[Given records]:
· · · ·
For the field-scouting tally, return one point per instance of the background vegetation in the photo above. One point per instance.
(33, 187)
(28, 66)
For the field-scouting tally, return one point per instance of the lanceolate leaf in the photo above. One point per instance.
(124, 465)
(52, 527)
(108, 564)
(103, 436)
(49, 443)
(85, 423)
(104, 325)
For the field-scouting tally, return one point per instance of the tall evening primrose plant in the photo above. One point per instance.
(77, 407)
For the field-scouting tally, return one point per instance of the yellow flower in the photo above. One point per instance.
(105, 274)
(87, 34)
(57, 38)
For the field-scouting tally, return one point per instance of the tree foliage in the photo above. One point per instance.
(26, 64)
· · · ·
[Problem to solve]:
Write out the whole listing exactly.

[Solution for this exercise]:
For the field-scouting tally, return one point per instance of the background vegetation in the photo above. One point per instance.
(33, 187)
(28, 66)
For the field-scouting tally, return one point per instance of the lanceolate leaf in the photo above. One point per instance.
(124, 465)
(52, 527)
(108, 564)
(103, 436)
(49, 443)
(85, 423)
(104, 325)
For the field-scouting tally, return one point per instance of the tall evening primrose plant in the photo above. One point per instance.
(77, 407)
For the field-scouting tally, return one point per instance of the yellow flower in the photo above. One point per instance.
(105, 274)
(87, 34)
(57, 38)
For the field-scouting tally, return one point per instance of the tree foliage in the photo above. One point per instance.
(26, 64)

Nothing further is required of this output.